(SOURCE RECORDS Opens)

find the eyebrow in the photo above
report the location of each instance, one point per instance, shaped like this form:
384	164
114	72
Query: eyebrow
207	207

(SOURCE RECORDS Closes)

*YOUR INSTRUCTIONS*: All lines in the material are to be returned exactly.

*EXERCISE OUTPUT*:
find the eyebrow in the photo above
report the location of each instance, one point per instance, shaped like this form:
384	164
114	72
Query: eyebrow
207	207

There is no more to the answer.